Copy out, in full, each line in the listing below that contains the word "tall".

[Excerpt from a dataset]
⁂
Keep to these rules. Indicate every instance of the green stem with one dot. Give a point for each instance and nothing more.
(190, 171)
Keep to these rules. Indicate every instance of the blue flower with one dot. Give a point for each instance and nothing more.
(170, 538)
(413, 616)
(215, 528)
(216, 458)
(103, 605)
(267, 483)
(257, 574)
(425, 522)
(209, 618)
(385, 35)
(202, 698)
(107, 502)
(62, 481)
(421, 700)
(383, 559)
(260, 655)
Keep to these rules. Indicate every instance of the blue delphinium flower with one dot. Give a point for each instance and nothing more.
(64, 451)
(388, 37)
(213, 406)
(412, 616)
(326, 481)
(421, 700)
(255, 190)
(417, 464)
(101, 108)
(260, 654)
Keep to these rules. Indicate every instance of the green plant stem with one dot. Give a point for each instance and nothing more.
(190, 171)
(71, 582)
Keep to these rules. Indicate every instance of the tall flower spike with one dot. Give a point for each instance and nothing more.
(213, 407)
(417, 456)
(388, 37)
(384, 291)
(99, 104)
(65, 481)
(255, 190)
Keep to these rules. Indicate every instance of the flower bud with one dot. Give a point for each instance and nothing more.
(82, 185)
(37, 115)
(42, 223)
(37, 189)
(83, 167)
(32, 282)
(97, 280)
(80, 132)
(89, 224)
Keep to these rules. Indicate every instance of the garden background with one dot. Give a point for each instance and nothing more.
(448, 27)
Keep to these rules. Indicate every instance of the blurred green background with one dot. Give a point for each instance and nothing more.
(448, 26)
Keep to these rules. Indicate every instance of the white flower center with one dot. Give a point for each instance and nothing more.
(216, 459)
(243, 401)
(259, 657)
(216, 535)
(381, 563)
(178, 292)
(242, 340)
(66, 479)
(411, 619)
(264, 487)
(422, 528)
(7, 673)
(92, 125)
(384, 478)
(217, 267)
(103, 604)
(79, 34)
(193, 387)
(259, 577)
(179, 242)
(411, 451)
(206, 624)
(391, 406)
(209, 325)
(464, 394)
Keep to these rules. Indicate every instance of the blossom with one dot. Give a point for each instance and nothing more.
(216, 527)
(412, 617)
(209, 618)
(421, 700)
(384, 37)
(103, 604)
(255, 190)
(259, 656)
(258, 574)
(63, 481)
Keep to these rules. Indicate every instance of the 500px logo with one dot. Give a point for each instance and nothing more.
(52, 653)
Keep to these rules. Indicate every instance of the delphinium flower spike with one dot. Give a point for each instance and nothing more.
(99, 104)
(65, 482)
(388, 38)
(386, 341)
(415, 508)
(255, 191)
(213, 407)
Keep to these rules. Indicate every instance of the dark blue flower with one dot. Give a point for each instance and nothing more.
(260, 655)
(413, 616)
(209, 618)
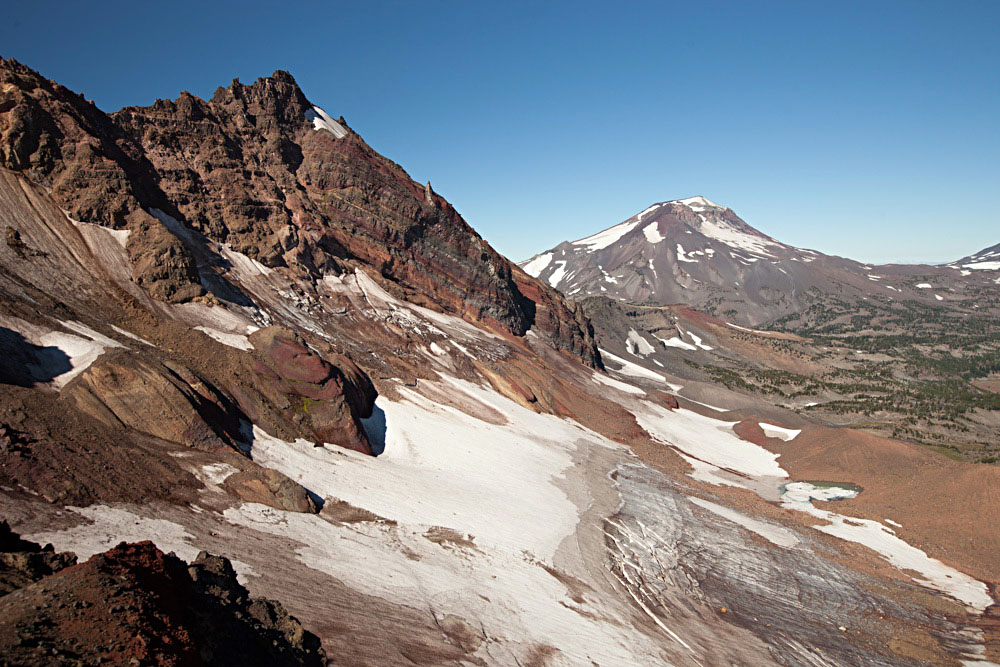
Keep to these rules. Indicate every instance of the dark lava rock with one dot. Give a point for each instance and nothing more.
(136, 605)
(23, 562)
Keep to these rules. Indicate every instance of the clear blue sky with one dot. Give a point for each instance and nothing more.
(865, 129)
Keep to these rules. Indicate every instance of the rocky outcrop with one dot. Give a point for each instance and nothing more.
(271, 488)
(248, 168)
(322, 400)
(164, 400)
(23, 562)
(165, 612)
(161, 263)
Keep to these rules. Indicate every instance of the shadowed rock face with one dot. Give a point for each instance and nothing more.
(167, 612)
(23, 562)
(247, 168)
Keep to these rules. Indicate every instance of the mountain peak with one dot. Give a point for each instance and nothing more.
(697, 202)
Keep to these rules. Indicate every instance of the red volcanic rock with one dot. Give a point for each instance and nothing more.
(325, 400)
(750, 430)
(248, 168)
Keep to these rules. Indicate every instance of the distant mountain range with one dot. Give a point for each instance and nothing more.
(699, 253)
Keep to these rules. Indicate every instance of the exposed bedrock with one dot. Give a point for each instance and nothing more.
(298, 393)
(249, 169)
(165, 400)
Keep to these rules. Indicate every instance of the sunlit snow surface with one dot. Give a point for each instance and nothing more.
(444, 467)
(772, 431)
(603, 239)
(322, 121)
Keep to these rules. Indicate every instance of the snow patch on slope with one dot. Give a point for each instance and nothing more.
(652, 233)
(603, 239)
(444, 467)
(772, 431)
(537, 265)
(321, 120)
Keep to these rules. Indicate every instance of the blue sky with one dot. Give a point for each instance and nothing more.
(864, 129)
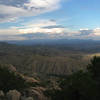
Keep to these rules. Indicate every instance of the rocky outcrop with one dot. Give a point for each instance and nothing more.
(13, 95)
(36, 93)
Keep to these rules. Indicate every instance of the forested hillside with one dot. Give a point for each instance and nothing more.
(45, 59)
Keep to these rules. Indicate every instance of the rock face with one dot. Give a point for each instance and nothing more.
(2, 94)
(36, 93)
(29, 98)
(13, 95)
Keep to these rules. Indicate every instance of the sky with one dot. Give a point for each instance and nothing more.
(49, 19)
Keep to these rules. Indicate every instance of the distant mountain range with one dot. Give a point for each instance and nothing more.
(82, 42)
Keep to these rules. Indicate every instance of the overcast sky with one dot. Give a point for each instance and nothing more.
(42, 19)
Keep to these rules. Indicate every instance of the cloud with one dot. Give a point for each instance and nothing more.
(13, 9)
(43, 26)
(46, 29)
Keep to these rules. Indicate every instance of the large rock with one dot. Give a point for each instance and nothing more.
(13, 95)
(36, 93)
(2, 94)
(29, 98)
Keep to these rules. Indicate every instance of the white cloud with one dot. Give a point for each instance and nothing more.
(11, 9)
⁂
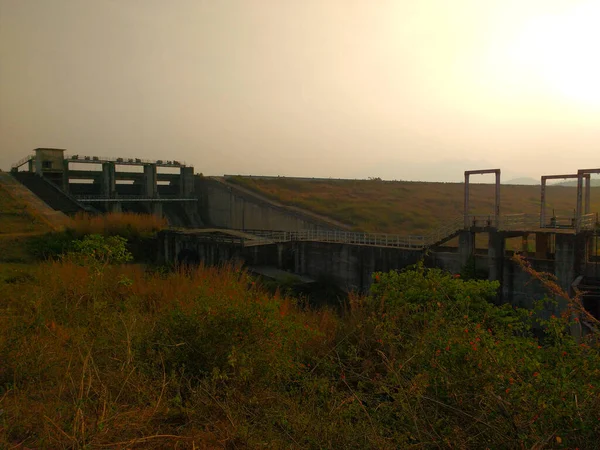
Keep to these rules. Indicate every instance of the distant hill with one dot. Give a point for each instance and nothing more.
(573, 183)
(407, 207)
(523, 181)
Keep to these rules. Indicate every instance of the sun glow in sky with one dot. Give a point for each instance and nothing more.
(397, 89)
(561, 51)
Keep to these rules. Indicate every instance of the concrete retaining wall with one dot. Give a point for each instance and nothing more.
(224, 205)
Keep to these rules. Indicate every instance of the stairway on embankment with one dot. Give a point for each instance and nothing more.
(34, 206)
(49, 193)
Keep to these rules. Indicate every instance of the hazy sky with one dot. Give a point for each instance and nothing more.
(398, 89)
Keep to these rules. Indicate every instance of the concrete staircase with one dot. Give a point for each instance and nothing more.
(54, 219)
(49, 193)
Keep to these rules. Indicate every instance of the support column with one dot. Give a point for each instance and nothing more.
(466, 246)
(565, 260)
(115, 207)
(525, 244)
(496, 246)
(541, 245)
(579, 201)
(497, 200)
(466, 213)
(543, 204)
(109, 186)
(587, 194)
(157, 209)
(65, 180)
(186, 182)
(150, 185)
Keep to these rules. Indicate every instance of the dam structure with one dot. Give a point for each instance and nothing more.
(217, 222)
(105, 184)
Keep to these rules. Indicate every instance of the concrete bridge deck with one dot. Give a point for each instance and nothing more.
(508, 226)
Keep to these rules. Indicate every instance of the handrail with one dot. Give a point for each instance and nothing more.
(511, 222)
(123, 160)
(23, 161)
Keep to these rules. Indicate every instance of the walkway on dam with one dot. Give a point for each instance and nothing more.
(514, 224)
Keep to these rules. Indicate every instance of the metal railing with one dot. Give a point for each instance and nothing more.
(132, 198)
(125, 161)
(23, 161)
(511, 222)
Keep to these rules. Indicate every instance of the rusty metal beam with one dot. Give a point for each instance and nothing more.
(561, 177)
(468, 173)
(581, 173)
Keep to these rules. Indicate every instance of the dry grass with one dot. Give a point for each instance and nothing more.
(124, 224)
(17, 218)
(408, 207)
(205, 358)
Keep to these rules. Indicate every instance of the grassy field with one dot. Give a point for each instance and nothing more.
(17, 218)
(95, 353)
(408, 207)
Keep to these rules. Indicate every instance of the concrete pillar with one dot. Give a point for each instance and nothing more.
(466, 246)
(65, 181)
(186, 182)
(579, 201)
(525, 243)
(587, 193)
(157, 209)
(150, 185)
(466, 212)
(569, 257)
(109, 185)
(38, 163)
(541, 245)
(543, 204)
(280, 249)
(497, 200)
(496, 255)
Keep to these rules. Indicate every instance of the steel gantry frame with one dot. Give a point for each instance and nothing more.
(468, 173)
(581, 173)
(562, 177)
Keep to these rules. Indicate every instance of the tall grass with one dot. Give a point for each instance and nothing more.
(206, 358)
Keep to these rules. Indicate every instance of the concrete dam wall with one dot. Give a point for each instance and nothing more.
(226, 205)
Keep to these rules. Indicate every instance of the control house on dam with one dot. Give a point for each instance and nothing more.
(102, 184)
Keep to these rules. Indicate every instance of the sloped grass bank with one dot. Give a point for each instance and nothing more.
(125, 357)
⁂
The output
Keep to these rules. Indicate every instance of the tall flower spike with one dot. Give a point for each instance and nothing more.
Keep to these rules. Indicate every instance of the tall grass with one dot. Give a point for each instance and nothing more.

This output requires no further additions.